● **Exercise description**
Output the listing exactly as written, apart from its pictures.

● **Given records**
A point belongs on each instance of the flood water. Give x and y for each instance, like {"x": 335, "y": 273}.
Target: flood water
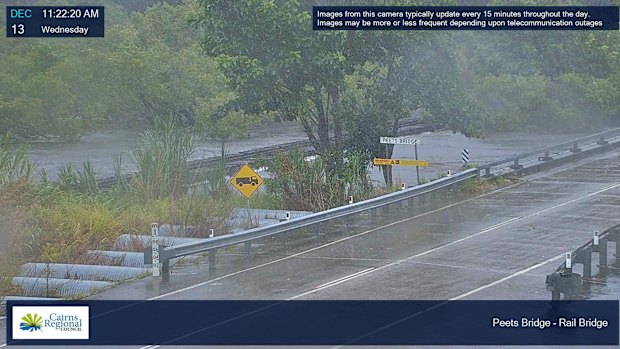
{"x": 442, "y": 149}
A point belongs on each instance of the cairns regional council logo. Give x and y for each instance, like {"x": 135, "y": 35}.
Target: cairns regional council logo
{"x": 31, "y": 322}
{"x": 50, "y": 322}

● **Written response**
A point belongs on each instance of the flood water. Give x and y for each instance, like {"x": 335, "y": 273}.
Target: flood water
{"x": 442, "y": 149}
A point belongs on each instance of the cairns regional council logo. Give x and y for each instance, like {"x": 135, "y": 35}.
Target: cairns regional council logo
{"x": 31, "y": 322}
{"x": 50, "y": 322}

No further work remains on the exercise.